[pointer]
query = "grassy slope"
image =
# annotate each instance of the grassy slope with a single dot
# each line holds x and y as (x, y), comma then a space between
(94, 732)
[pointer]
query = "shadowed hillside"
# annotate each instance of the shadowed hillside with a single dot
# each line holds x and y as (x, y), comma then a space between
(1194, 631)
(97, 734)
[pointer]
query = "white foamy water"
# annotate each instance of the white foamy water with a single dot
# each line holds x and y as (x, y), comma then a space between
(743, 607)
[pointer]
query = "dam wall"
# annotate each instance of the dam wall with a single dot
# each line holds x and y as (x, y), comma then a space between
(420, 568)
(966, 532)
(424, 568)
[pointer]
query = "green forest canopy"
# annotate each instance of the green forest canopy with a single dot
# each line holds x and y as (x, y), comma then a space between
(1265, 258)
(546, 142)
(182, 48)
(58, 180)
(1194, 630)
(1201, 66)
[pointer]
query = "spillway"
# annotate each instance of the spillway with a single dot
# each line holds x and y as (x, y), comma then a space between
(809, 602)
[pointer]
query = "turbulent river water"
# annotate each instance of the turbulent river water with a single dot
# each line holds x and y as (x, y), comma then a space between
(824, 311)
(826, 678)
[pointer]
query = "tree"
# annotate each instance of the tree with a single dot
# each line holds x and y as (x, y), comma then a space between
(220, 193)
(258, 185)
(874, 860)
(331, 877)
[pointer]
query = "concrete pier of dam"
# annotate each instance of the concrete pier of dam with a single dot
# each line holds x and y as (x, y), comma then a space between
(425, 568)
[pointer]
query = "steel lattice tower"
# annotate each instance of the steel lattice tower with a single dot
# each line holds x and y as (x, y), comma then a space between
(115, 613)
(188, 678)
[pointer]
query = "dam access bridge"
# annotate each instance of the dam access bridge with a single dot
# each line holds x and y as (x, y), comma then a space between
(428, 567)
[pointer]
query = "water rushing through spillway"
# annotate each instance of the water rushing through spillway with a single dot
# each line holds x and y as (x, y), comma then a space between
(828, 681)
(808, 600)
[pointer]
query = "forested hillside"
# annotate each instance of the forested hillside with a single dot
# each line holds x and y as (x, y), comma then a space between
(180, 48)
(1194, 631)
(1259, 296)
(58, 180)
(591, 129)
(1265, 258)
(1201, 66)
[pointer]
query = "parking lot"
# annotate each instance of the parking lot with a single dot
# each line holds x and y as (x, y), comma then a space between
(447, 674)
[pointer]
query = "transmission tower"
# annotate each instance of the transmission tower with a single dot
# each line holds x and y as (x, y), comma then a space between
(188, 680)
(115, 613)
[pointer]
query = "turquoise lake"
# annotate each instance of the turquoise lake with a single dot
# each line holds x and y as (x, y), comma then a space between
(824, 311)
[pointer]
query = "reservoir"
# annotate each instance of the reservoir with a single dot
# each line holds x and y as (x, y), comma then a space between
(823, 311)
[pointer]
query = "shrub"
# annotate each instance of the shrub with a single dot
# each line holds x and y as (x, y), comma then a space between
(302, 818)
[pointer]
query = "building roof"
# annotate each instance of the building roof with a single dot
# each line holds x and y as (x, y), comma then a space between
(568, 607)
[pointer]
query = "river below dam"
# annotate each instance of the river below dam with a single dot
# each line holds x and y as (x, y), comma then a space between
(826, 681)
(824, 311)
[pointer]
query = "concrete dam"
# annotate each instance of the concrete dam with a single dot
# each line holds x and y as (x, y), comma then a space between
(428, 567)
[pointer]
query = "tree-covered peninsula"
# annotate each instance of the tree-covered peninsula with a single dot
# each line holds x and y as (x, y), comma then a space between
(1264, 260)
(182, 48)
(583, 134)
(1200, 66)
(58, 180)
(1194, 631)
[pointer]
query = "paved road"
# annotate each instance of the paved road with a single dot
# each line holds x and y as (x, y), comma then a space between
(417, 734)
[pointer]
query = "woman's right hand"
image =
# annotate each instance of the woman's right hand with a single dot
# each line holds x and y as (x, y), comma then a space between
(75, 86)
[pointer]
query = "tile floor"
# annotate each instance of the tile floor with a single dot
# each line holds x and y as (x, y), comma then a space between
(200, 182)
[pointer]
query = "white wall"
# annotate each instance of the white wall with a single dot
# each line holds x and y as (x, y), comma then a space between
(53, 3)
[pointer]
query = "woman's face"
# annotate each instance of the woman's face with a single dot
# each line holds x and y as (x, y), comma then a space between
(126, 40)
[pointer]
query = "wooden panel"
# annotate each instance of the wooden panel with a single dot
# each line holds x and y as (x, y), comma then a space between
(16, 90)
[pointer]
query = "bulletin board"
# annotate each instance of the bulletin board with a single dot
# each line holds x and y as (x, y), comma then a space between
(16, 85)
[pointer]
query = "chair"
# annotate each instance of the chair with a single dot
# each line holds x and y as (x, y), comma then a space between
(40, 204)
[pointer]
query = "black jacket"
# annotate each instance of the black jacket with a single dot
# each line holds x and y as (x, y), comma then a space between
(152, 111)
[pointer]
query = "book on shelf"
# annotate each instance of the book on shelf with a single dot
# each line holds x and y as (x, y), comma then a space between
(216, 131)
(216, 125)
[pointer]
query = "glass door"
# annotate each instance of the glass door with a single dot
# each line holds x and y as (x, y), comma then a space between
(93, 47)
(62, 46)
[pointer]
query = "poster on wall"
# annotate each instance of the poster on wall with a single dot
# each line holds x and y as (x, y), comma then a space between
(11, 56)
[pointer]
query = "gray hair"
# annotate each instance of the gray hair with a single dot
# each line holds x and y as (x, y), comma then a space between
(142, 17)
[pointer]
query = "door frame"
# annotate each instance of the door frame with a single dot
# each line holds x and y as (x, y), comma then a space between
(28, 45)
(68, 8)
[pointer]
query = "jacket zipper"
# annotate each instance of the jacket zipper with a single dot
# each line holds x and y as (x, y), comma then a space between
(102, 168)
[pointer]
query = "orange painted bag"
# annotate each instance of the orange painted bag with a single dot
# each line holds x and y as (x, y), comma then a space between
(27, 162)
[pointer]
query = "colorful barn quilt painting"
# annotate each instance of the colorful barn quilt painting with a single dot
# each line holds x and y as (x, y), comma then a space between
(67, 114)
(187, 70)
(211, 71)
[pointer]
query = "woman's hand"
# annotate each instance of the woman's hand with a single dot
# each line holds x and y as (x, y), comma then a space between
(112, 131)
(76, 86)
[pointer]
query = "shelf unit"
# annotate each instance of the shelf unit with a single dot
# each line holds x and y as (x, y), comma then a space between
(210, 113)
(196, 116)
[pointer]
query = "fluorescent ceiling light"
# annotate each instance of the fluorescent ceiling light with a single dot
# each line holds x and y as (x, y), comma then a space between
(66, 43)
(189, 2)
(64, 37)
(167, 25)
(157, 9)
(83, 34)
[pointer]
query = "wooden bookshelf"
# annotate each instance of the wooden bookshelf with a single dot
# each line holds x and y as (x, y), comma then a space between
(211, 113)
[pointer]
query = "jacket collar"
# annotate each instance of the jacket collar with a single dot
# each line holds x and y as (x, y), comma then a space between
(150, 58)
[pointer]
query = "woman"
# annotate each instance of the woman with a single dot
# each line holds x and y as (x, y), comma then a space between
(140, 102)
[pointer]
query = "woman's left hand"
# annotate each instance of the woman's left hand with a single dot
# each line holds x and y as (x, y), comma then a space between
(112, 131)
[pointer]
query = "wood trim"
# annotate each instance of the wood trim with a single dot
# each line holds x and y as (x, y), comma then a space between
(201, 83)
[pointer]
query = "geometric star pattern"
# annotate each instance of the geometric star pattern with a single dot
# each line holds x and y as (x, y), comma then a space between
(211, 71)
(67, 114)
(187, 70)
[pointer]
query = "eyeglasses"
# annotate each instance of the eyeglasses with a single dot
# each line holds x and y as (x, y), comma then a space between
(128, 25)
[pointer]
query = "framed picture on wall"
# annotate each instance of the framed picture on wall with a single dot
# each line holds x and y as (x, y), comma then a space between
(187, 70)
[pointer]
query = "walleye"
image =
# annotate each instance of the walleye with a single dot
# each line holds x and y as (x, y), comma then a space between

........

## WHAT THIS TASK INVOLVES
For each line of the material that contains "shadowed", return a copy.

## ANSWER BELOW
query = "shadowed hillside"
# annotate each instance of the shadowed hillside with a single dot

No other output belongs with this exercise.